- [Excerpted records]
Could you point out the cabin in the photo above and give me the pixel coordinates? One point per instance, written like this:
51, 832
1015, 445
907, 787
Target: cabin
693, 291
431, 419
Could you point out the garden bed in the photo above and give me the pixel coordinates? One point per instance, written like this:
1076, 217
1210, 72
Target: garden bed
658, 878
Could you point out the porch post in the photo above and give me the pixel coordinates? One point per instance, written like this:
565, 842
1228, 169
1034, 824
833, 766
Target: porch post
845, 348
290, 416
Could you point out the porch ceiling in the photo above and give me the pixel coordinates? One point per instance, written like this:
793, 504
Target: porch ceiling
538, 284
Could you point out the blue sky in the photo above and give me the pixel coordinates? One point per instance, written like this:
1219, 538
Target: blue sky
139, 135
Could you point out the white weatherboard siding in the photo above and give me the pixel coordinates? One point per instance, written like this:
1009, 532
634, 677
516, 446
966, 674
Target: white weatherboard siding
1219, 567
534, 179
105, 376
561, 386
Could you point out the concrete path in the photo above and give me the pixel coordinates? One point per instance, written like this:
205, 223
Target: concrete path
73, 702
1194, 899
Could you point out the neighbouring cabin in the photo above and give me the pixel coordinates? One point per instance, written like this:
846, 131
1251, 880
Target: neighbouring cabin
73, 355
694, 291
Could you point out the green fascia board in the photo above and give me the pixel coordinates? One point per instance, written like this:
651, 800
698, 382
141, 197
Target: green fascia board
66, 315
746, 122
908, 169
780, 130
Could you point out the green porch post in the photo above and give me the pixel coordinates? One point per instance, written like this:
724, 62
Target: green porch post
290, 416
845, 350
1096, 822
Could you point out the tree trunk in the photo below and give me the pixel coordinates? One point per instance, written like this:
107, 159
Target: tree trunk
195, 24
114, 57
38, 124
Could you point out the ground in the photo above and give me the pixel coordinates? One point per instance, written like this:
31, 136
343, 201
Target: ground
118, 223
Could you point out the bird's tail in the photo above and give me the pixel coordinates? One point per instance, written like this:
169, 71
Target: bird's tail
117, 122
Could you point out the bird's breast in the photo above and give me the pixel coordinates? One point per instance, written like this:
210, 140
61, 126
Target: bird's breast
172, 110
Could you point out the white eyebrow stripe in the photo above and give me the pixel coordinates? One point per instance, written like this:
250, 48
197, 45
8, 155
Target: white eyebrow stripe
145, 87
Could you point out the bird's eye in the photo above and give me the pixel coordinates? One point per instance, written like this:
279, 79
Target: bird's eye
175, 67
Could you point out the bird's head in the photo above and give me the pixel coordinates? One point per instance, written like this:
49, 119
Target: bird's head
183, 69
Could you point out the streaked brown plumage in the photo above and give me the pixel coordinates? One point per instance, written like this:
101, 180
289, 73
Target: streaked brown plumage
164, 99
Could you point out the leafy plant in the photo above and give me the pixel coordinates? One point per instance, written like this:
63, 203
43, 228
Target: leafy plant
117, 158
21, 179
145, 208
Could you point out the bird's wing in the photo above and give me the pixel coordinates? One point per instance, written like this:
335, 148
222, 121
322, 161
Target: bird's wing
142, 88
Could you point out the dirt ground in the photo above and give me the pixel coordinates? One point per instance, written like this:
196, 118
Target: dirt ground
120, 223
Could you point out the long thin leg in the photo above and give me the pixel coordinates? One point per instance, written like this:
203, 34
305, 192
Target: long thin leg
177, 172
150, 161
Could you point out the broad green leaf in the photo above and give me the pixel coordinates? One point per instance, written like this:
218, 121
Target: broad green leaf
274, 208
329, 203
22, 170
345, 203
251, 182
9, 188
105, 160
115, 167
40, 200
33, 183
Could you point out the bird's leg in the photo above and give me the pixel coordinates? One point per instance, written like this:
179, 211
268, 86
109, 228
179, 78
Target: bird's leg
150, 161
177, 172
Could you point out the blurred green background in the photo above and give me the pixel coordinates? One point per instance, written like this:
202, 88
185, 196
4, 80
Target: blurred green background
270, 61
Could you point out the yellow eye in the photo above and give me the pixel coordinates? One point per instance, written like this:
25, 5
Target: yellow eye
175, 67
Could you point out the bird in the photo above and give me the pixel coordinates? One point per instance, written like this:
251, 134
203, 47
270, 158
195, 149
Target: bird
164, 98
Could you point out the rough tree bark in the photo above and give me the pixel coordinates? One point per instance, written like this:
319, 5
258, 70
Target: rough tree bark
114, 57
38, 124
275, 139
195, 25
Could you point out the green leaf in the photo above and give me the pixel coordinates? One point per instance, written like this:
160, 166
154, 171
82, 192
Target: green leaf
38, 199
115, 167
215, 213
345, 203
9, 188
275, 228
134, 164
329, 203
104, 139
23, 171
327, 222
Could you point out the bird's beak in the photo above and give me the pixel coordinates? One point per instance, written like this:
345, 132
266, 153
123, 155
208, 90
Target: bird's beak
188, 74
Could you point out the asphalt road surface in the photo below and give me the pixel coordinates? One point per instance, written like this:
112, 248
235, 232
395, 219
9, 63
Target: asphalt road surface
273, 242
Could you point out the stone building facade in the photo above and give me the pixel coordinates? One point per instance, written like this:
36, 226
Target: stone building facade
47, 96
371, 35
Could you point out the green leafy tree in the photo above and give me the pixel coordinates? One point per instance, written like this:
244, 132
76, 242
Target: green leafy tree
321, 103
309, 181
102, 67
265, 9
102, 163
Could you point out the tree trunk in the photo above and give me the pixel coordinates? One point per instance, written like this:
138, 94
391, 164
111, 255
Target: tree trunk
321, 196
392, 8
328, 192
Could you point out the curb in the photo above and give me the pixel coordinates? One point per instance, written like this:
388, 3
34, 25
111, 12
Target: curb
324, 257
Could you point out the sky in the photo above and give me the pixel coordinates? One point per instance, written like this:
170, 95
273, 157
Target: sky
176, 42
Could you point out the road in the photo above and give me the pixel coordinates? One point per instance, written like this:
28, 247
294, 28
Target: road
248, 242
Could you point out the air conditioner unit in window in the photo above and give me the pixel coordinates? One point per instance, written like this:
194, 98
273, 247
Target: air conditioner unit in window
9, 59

- [Your task] Send back each record exactly as it stands.

- [Finished exercise]
Could you point out the cabin in the photo above and give me the pixel coordinates? One point per instance, written like this:
51, 832
1015, 445
907, 787
Target: cabin
693, 291
431, 419
Could you point out the garden bed in the photo above and give me the pixel coordinates? One point per instance, written like this:
1076, 217
1210, 72
Target: garden bed
658, 878
Could you point out the porch post in the photo above and give me the pixel coordinates? One point per instance, written like this:
565, 842
1228, 169
1034, 824
833, 766
Target: porch post
845, 348
290, 416
Could you point out the porch ceiling in the photo above and give me the pixel coordinates? One point per instance, written like this:
793, 504
Target: porch ceiling
538, 284
Could you point out the blue sky in the photo above and give me the pixel coordinates? One point per instance, written like this:
1219, 538
Target: blue sky
139, 135
Could you point out the white weatherboard siding in the photo above and give me the pixel coordinates? One point per instance, written like this:
1009, 532
634, 677
516, 446
966, 674
Target: white weatherboard siding
1219, 567
534, 179
105, 376
561, 386
Could you point out the concrete path in the photo above and give me the pixel coordinates? One point per instance, written like this:
205, 223
Target: concrete path
73, 702
1194, 899
Could you point out the neighbouring cabin in the photo above and give me the pixel coordinates? One point per instance, written like this:
846, 131
1251, 880
Target: neighbouring cabin
73, 355
694, 291
Could you point out the green fascia board in the photo above and give me the pixel coordinates? One point per instance, written like this:
651, 800
698, 382
141, 197
Target: green fascia board
66, 315
746, 122
908, 169
780, 130
Could you point out the green porch post in the photo above and give me the pixel coordinates? One point per instance, written like this:
724, 62
Target: green porch post
290, 416
845, 350
1096, 822
Could you point out the tree trunk in the photo below and give me the pixel coordinates? One point per instance, written like this:
107, 159
Target: tree trunk
195, 24
114, 57
38, 124
Could you point out the ground in the photo above and give me the pixel coordinates? One point per instance, written like this:
31, 136
343, 201
Target: ground
118, 223
Could you point out the bird's tail in the photo above and give me the pixel coordinates? One point per instance, written like this:
169, 71
Target: bird's tail
117, 122
Could you point out the bird's breast in the photo above and give me the pixel coordinates? One point per instance, written like this:
210, 140
61, 126
Target: bird's breast
172, 110
Could you point out the white eyebrow stripe in the photo above and give me the pixel coordinates? One point per instance, written like this:
250, 48
197, 45
8, 155
Target: white eyebrow stripe
145, 87
Could you point out the bird's eye in the photo above and give me the pixel coordinates? One point per instance, written like this:
279, 79
Target: bird's eye
175, 67
Could you point out the bird's head in the photo above and give me the pixel coordinates? One point per instance, written like this:
49, 119
Target: bird's head
183, 69
Could you point out the streaked brown plumage in the photo above and give me the pixel coordinates? One point per instance, written like this:
101, 180
289, 73
Target: streaked brown plumage
164, 99
Could you point out the leafy plant in the photo above and give me the pixel coordinates? One point per instance, written like this:
63, 203
43, 228
Target: leafy plant
117, 158
21, 179
145, 208
Could you point out the bird's wing in the photo above and give me the pixel coordinates? One point per instance, written like this:
335, 148
222, 121
322, 161
Target: bird's wing
142, 88
Could you point out the dirt ground in the photo above and give me the pixel coordinates? One point per instance, written like this:
196, 118
Target: dirt ground
120, 223
Could you point out the long thin leg in the photo above and give me the pixel coordinates? One point per instance, written like this:
203, 34
305, 192
Target: long thin leg
177, 172
150, 161
Could you point out the broad green leaf in the photo above and give me the pixel coordinates? One point per instance, written like this:
218, 121
Target: broad green leaf
274, 208
329, 203
22, 170
345, 203
251, 182
9, 188
105, 160
115, 167
40, 200
33, 183
Could you point out the bird's leg in the photo above and give me the pixel coordinates? One point per instance, written like this:
179, 211
268, 86
109, 228
179, 78
Target: bird's leg
150, 161
177, 172
Could you point out the blurred green background in the photo above and give me the pixel coordinates? One point per instance, written like this:
202, 88
185, 196
4, 80
Target: blurred green background
270, 61
Could you point out the yellow eye in the photo above and give me the pixel coordinates? One point per instance, written like this:
25, 5
Target: yellow eye
175, 67
Could you point out the bird in the photo above and give me the pixel coordinates? One point per instance, written like this:
251, 134
203, 47
270, 158
195, 149
Target: bird
164, 98
Could you point out the rough tree bark in the photo above and give me the pixel coordinates? One point per instance, written like this:
319, 5
258, 70
Target: rough tree bark
114, 57
38, 124
275, 139
195, 25
Could you point out the green leaf in the photo above and give me the pixel coordinates? One point per instance, written like this:
160, 166
154, 171
82, 192
Target: green leaf
38, 199
115, 167
215, 213
345, 203
9, 188
275, 228
134, 164
329, 203
104, 139
23, 171
327, 222
Could you point out the bird's beak in the photo above and give me the pixel coordinates? One point per instance, written like this:
345, 132
266, 153
123, 155
208, 90
Target: bird's beak
188, 74
Could you point out the asphalt road surface in the photo below and give me the pixel coordinates? One point per instance, written like this:
112, 248
235, 232
395, 219
9, 63
Target: asphalt road surface
273, 242
Could you point out the stone building facade in the photo above and give me the pixel coordinates? One point per instance, written like this:
36, 226
Target: stone building facade
47, 96
371, 35
Could you point out the green leafy tree in the photo above and give me the pixel coordinates? One point per instance, written like this:
244, 132
76, 242
Target: green leafy tree
321, 103
309, 181
102, 67
265, 9
102, 163
Could you point out the tree trunk in the photo above and give me the pixel coordinates? One point per instance, written like this:
138, 94
391, 164
111, 255
Target: tree trunk
321, 196
392, 8
328, 192
Could you point out the curb in the photo above and give me the pixel coordinates? One point per instance, written like this:
388, 3
34, 25
111, 12
Target: curb
324, 257
Could you point out the sky in the photo above and give me the pixel coordinates? One point per instance, written like this:
170, 95
273, 157
Target: sky
176, 42
Could you point out the road in the photo above and give me the pixel coordinates? One point per instance, written like this:
28, 247
294, 28
Target: road
248, 242
Could you point out the air conditioner unit in window in the photo above and give me the pixel coordinates? One point per instance, written like this:
194, 98
273, 247
Target: air conditioner unit in window
9, 59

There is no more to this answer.